Computational models have been developed by researchers with the aim of designing a new polymer gel that would enable complex materials to regenerate themselves.
Principal investigator is Anna C. Balazs, PhD, the Swanson School's Distinguished Robert v. d. Luft Professor of chemical and petroleum engineering, said that this has a tremendous impact on sustainability because you could potentially extend the lifetime of a material by giving it the ability to regrow when damaged.
The research team was inspired by biological processes in species such as amphibians, which can regenerate severed limbs.
This type of tissue regeneration is guided by three critical instruction sets - initiation, propagation, and termination - which Dr. Balazs describes as a "beautiful dynamic cascade"of biological events.
The team developed a hybrid material of nanorods embedded in a polymer gel, which is surrounded by a solution containing monomers and cross-linkers (molecules that link one polymer chain to another) in order to replicate the dynamic cascade.
+===+
Task 1 = Reproduce the stretch of the polymer gel passage from "The team developed" through "the dynamic cascade." word for word.
Task 2 = Extend the passage on the regenerating polymer gel, picking up right after its final sentence.
+===+
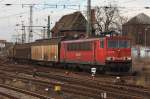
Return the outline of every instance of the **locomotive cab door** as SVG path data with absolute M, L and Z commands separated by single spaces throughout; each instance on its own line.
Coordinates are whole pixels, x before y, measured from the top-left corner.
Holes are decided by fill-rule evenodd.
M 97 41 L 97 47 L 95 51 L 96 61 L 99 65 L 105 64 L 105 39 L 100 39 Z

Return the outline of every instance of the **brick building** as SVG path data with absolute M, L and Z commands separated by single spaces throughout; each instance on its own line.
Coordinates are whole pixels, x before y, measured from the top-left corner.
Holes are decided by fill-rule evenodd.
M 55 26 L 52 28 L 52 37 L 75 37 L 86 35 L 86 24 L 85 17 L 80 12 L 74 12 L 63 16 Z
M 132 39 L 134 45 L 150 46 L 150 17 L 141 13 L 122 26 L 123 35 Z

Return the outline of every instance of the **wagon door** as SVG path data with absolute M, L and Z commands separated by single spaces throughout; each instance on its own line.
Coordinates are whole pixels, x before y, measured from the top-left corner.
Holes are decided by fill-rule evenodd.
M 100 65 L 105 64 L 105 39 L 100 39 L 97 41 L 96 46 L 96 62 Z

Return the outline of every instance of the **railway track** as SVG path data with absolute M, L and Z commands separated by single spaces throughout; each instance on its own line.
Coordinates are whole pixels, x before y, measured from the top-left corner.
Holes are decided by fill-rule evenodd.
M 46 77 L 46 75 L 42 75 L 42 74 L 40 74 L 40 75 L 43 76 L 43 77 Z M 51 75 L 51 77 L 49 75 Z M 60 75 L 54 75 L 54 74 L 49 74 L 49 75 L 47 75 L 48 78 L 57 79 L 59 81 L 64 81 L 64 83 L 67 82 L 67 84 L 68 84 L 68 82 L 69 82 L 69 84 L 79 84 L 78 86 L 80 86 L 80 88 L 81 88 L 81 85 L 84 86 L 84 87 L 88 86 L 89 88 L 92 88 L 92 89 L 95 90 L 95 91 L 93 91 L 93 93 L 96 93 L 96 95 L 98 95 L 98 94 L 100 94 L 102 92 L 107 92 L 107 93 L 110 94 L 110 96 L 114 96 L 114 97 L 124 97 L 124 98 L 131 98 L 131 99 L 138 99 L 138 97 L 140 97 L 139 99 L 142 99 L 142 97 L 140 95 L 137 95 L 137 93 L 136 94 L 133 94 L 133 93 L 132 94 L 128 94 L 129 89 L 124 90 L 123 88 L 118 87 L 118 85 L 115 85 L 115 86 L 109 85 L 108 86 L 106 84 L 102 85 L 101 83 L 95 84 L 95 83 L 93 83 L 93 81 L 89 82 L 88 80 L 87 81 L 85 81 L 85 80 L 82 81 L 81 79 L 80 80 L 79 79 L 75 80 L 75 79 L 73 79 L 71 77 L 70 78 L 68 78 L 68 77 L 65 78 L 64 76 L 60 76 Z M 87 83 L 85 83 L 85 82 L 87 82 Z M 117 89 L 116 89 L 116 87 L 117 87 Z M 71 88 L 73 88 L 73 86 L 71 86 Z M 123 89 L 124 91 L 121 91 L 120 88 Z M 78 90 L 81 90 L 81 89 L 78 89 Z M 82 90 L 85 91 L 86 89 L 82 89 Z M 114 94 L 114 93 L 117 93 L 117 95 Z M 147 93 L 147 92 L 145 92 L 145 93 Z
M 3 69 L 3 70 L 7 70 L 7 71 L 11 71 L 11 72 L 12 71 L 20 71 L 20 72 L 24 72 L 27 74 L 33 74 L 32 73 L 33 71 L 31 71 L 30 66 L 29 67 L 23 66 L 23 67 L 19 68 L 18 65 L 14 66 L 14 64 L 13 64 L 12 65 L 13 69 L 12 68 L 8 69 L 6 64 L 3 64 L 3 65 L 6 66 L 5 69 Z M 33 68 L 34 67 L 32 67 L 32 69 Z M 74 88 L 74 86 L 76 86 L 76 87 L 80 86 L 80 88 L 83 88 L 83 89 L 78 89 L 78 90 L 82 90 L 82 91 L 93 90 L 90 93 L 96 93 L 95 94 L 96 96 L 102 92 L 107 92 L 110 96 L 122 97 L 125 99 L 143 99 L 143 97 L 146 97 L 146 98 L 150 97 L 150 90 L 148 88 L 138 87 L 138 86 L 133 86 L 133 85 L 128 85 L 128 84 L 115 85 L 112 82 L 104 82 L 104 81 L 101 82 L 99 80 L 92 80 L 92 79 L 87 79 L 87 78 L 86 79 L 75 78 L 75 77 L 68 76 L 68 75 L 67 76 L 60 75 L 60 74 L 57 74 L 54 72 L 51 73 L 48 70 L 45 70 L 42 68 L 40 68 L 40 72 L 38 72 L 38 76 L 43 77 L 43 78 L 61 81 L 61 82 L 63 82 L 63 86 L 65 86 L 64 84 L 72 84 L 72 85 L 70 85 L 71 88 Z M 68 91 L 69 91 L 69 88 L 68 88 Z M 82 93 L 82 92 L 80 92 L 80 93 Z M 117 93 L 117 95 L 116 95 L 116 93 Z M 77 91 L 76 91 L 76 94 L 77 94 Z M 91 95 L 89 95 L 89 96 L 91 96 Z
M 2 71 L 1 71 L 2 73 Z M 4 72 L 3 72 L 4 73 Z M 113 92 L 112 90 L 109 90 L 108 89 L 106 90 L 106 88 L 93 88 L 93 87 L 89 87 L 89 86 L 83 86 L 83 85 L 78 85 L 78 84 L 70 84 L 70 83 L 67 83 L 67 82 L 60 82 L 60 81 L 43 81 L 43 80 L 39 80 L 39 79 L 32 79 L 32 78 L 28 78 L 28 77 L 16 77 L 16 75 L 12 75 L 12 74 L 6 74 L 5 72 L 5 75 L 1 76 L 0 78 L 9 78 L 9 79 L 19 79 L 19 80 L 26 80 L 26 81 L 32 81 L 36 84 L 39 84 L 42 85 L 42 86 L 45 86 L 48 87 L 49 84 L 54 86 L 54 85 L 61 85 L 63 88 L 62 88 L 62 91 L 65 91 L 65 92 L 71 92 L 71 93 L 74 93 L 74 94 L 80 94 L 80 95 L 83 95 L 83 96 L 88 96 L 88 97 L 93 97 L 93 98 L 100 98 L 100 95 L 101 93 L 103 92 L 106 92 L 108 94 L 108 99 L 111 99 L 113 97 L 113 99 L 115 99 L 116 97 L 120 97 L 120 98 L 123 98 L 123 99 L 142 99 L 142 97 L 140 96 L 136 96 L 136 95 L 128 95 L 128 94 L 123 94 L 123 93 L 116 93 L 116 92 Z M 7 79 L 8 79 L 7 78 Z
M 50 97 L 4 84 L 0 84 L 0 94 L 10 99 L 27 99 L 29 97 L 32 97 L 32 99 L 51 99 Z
+===+
Written reply 1 =
The team developed a hybrid material of nanorods embedded in a polymer gel, which is surrounded by a solution containing monomers and cross-linkers (molecules that link one polymer chain to another) in order to replicate the dynamic cascade.

Written reply 2 =
When part of the gel is severed, the nanorods near the cut act as sensors and migrate to the new interface. The functionalized chains or "skirts"on one end of these nanorods keeps them localized at the interface and the sites (or "initiators") along the rod's surface trigger a polymerization reaction with the monomer and cross-linkers in the outer solution.
Drs. Xin Yong, PhD, postdoctoral associate, and lead author, and Olga Kuksenok, PhD, research associate professor, developed the computational models, and thereby established guidelines to control the process so that the new gel behaves and appears like the gel it replaced, and to terminate the reaction so that the material would not grow out of control.
The study has been published in the American Chemical Society journal Nano Letters.